--- START SOURCE DOCUMENT ---

Slashdot Mirror


More Uptime Problems For Amazon Cloud

1sockchuck writes "An Amazon Web Services data center in northern Virginia lost power Friday night during an electrical storm, causing downtime for numerous customers — including Netflix, which uses an architecture designed to route around problems at a single availability zone. The same data center suffered a power outage two weeks ago and had connectivity problems earlier on Friday."

18 of 183 comments (clear)

  1. Cloud takes down cloud by AlienIntelligence · · Score: 5, Funny

    Nuf said

    --
    For me, it is far better to grasp the Universe as it really is than to persist in delusion
  2. Largest non-hurricane related power outage ever by Anonymous Coward · · Score: 5, Informative

    I live in the affected area and that's what they're saying. May take 7 days for the last person to have their power restored.

    1. Re:Largest non-hurricane related power outage ever by jrmcferren · · Score: 5, Interesting

      That really shouldn't matter though as long as the Data center's generators are running and they can get fuel. It seems that they are not performing the proper testing and maintenance on their switchgear and generators if they are having this much trouble. The last time the data center in the building where I work went down for a power outage was when we had an arc flash in one of the UPS battery cabinets and they had to shut the data center (and the rest of the building's power for that matter) down.

      --
      sudo mod me up
    2. Re:Largest non-hurricane related power outage ever by John+Bresnahan · · Score: 4, Insightful

      Of course, the network only works if every router in between the data center and the customer has power. In a power outage of this size, it's entirely possible that more than one link is down.

    3. Re:Largest non-hurricane related power outage ever by jrmcferren · · Score: 5, Informative

      The automatic transfer switch(es) would be the first component I would check even without knowing anything. In order to maintain the UL listing on the transfer switch, it must be tested monthly. The idea is, if it is tested monthly, everything is operated and is less likely to seize and fail than if the device is not tested. Modern systems can be designed that the generators can start BEFORE the transfer switch operates when in test mode to reduce the impact of the test (miliseconds without power versus 30 seconds or so).

      --
      sudo mod me up
  3. Infrastructure by TubeSteak · · Score: 5, Insightful

    We need to invest trillions in roads, water, and electrical infrastructure to keep this country going.
    If you let the basic building blocks of civilization rot, don't be surprised when everything else follows suit.

    --
    [Fuck Beta]
    o0t!
    1. Re:Infrastructure by rubycodez · · Score: 4, Insightful

      war is the basic building block of our particular civilization. if we waste money on your frivolities, how will we afford war & keep war machine shareholder value?

    2. Re:Infrastructure by tyler_larson · · Score: 4, Interesting

      In my past two jobs and over the past 20 years, we've worked with dozens of independent an unrelated vendors with locations around the country, including Virginia. Of all the locations where these companies have operations, the ones in Virginia have been dramatically, almost comically, more disaster-prone than the rest of the country and even the rest of the world. The running joke in the office is that whenever any vendor or service provider drops offline, we first check the weather in Virginia before checking to see if any of our own systems are offline. Every time, we see a post-mortem a few days later disclosing some failed system or backup or contingency, and every time, they say this problem that will never happen again.

--- END SOURCE DOCUMENT ---

SHORT TASK 1:
Identify every line of the records that contains the string "shade", matching case exactly, and copy each such line.
The thread and the records below it are unrelated.

--- START INFORMATION SHOWN ---

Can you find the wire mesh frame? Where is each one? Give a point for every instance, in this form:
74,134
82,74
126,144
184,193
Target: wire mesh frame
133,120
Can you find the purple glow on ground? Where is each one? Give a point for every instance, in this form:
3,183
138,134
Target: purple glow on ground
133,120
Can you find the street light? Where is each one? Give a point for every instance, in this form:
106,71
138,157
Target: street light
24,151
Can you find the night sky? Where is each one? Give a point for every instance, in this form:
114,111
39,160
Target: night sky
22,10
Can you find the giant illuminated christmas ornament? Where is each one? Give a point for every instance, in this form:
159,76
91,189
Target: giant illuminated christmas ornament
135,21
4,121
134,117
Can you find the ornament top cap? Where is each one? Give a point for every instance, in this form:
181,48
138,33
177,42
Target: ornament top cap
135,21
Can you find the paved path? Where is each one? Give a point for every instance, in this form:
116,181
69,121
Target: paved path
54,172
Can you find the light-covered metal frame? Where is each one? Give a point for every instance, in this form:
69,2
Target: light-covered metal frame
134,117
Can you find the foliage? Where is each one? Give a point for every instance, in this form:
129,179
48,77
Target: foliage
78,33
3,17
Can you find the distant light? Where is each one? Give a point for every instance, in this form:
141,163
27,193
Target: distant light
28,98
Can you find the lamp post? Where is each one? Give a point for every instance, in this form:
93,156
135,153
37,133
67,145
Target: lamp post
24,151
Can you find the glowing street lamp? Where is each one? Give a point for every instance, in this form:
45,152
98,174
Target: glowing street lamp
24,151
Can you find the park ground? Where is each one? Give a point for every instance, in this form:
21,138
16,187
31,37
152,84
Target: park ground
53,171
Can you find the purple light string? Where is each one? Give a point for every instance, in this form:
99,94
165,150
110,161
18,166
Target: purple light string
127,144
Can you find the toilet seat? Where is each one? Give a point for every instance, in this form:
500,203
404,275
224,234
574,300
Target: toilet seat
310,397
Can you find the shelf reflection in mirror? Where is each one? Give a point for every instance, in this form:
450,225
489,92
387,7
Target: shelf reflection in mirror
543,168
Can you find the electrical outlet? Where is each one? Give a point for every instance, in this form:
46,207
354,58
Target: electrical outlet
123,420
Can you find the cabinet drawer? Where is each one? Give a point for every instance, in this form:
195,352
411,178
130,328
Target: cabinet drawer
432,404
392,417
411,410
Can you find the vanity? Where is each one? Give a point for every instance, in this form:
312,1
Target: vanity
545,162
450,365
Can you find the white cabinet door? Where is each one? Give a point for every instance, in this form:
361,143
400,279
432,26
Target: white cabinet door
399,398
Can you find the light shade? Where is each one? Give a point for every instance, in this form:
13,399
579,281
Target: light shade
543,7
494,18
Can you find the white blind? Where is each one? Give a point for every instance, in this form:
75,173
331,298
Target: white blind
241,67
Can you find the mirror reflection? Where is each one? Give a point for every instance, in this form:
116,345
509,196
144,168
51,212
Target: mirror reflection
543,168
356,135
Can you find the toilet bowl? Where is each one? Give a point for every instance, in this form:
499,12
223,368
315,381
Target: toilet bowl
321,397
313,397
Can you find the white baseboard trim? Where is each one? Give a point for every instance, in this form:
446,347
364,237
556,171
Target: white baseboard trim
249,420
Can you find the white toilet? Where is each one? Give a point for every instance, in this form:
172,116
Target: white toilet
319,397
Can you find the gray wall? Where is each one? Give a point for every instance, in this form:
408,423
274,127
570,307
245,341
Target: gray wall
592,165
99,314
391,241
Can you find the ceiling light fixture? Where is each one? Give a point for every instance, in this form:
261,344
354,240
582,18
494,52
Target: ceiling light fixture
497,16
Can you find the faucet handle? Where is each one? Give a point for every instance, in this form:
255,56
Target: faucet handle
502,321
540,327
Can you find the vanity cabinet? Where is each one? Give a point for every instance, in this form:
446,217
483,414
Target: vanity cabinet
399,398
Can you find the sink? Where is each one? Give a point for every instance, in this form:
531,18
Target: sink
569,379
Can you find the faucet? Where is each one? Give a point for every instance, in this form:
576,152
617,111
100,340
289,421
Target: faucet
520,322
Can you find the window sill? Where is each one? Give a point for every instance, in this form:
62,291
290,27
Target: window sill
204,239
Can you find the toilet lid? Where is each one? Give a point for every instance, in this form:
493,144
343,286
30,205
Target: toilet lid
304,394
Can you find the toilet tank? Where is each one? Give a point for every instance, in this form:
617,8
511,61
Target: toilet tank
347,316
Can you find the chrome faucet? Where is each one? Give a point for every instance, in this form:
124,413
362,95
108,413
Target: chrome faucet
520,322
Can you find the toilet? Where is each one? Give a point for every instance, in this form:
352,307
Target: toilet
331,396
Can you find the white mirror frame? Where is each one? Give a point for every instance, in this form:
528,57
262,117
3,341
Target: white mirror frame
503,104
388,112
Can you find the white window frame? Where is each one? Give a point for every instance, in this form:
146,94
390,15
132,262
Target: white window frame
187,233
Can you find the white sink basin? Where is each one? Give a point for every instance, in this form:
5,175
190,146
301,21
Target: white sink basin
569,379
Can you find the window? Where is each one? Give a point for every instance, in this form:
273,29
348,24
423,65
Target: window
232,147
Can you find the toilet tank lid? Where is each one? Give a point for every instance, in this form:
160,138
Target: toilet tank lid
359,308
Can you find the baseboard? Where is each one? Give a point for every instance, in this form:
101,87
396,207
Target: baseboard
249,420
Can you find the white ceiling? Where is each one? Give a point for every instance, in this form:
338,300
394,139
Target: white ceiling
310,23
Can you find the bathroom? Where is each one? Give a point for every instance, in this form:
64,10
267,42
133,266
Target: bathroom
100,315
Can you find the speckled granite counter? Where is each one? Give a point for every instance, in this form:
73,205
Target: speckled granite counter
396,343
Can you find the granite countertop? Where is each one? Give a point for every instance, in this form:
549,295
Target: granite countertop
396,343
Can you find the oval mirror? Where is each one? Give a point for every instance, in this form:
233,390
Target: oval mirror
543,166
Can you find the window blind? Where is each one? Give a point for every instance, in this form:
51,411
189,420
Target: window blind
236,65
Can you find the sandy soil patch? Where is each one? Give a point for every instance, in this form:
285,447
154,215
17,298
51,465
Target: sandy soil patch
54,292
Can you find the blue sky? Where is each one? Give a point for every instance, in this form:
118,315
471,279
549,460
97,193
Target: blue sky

--- END INFORMATION SHOWN ---

SHORT TASK 2:
In the Amazon outage thread, why does one commenter say automatic transfer switches should be tested monthly?

FINAL ANSWER 1:
Can you find the light shade? Where is each one? Give a point for every instance, in this form:
Target: light shade

FINAL ANSWER 2:
Monthly testing is required to keep the transfer switch's UL listing. Testing it monthly also means every part gets operated regularly, so it is less likely to seize and fail than a switch that goes untested.